== Exercise ==
Return every one of the following records word for word, changing nothing.
____________
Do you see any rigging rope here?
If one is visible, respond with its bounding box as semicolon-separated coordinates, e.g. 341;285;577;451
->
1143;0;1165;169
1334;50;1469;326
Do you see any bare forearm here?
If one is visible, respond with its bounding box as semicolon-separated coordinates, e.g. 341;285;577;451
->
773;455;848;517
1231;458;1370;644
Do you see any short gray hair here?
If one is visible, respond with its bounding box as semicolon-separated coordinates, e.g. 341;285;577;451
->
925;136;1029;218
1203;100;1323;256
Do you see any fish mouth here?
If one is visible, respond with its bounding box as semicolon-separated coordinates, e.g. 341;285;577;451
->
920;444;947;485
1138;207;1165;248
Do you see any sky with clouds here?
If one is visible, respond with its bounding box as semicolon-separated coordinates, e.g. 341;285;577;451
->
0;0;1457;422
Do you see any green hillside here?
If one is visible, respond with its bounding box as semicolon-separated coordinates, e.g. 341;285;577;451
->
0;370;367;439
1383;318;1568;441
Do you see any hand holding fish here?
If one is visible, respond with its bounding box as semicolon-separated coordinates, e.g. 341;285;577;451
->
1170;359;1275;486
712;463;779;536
____________
== Expected output ==
Do you see any rigging rope here?
If one is visible, respond with its bounding box as semicolon-separated coordinates, e.g. 341;285;577;451
->
1143;0;1165;169
1334;50;1469;326
Do you see any bare forearm here?
If one is visible, respond with its bounding box as semicolon-separated coordinates, e.g. 341;285;577;451
->
773;455;848;517
1231;458;1370;644
Do you see any short gray hair here?
If one is visible, respond with its bounding box as semicolon-separated coordinates, e.g. 341;285;577;451
->
925;136;1029;218
1203;100;1323;256
Do you see any fish mouth here?
If one is visible, respond with its bounding box as semicolon-separated coordinates, e.g. 341;285;577;451
->
920;444;947;485
1138;207;1165;248
Do you see any sky with clouds here?
If one is visible, respond with its bounding box as semicolon-separated coordinates, e.g. 341;285;577;451
->
0;0;1457;422
Do you see any green hillside here?
If one is visible, respond with its bounding box as semicolon-separated coordinates, e.g. 341;285;577;451
->
0;370;367;439
1383;318;1568;441
Do you see any hand holding fish here?
If one is visible, respond with its bounding box as semicolon-separated coordinates, e.g. 341;285;577;451
->
1170;359;1275;486
712;463;779;536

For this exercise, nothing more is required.